Point-per-instance localization data:

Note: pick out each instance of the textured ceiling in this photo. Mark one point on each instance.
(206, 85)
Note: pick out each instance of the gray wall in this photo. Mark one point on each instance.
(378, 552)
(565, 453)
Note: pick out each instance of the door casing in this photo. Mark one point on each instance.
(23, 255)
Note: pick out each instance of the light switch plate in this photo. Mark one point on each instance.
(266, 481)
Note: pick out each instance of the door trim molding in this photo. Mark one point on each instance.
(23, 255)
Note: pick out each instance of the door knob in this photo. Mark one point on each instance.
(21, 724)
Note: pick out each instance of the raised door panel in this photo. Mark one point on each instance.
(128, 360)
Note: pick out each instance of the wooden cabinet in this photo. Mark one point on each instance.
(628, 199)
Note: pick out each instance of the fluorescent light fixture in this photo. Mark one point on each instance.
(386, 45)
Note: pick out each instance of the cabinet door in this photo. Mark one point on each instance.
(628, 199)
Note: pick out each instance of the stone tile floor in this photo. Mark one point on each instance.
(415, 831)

* [Assigned task]:
Above are the records; copy exactly the lines from the one with "Note: pick out each instance of the stone" through the final line.

* [Task result]:
Note: pick out each instance of the stone tile floor in this photo. Mark one point on each instance.
(415, 831)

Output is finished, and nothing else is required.